== Supplied text ==
:::::

- Born: 19 August 1942 Netherton, West Yorkshire, England
- Died: 26 June 2011 (aged 68) Oxford, Oxfordshire, England

Academic background
- Education: St Hilda's College, Oxford

Academic work
- Discipline: Classics
- Sub-discipline: Greek onomastics
- Institutions: University of Oxford

= Elaine Matthews =

British classical scholar (1942–2011)

Elaine Matthews BA BPhil (19 August 1942 - 26 June 2011) was a British classical scholar at the University of Oxford and one of the principal contributors to the Lexicon of Greek Personal Names.

==Education and career==
Matthews was an alumna of St Hilda's College, Oxford, where she took a BA in Literae Humaniores (1960–64) and was a pupil of Barbara Levick. She went on to take the MPhil (then BPhil) in Ancient History, working on Lucian. After a break to raise her two daughters, Matthews embarked on a research career in Greek onomastics at the University of Oxford. In 2010, after she had retired, she was the dedicatee of a Festschrift on Ancient Greek personal names in honour of her distinguished career, containing a collection of scholarly essays on Greek onomastics but with an appreciation of Matthews as a scholar by Alan Bowman as its first chapter.

:::::

== Exercise set ==
(a) In the Elaine Matthews biography, what does the text give as the reason she paused before starting her research career in Greek onomastics? Answer in one to three sentences.
(b) Go on with the Elaine Matthews biography, starting after its final sentence.
None of the lines that come next are needed.

:::::

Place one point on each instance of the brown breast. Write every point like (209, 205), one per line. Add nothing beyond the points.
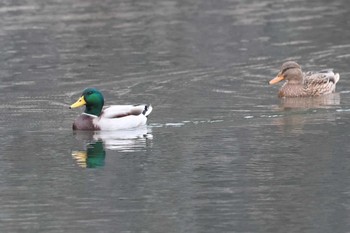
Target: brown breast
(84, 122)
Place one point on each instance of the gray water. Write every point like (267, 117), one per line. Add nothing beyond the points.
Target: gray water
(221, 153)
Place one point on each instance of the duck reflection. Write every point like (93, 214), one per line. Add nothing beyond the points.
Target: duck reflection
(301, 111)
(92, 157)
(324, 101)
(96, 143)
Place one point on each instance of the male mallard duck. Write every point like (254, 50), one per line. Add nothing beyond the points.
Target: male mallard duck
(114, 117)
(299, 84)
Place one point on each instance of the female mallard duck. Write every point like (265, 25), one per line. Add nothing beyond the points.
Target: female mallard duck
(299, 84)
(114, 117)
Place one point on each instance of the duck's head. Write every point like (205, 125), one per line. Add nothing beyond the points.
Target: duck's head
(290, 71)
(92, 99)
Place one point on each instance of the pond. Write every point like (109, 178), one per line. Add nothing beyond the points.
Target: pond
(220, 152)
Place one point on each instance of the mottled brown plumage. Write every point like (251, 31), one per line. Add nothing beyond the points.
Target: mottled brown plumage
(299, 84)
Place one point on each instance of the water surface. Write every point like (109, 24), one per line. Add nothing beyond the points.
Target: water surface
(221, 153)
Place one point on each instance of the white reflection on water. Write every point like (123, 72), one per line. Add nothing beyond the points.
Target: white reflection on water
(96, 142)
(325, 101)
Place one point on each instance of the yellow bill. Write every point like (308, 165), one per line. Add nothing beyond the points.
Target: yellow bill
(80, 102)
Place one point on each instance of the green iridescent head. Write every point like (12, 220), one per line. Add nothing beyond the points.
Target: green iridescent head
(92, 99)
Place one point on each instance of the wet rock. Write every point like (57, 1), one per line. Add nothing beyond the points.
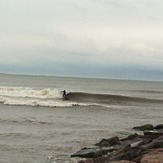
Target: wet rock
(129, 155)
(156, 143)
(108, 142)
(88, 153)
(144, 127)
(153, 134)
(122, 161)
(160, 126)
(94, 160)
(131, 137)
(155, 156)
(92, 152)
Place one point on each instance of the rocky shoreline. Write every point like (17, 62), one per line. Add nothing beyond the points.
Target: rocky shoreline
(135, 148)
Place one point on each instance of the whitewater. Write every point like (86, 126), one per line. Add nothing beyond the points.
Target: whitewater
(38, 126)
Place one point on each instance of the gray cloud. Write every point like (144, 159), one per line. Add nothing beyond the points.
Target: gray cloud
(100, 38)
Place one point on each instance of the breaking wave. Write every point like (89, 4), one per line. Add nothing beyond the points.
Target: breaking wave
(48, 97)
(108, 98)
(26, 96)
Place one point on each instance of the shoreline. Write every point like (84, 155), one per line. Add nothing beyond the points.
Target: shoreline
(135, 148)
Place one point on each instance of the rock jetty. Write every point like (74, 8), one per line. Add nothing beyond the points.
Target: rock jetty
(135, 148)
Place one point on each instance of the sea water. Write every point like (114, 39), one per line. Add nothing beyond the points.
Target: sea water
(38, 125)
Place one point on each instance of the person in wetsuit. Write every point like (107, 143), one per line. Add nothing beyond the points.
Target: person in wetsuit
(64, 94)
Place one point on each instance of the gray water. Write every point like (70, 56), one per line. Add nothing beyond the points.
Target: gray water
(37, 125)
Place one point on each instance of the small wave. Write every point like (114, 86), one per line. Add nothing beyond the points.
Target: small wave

:::::

== Answers for this exercise ==
(a) She took a break to raise her two daughters. After that, she began her research career in Greek onomastics at the University of Oxford.

(b)
She was a supernumerary fellow of St Hilda's College, Oxford, from 1996 and was honorary secretary for the Society for the Promotion of Roman Studies, of which she was also a trustee, for twenty-one years.

==Personal life==
Matthews was born in Netherton, Yorkshire, but grew up in Birmingham. Her father was a police officer. She died of cancer, aged 68, in 2011.

==Selected publications==
- A Lexicon of Greek Personal Names I-IV (with Simon Hornblower). Oxford: Clarendon Press, 1987–2005.
- Greek Personal Names: Their Value as Evidence (with Simon Hornblower). Proceedings of the British Academy 104. Oxford: Oxford University Press, 2000.
- Old and New Worlds in Greek Onomastics. Edited by Elaine Matthews. Proceedings of the British Academy 148. Oxford: Oxford University Press, 2007.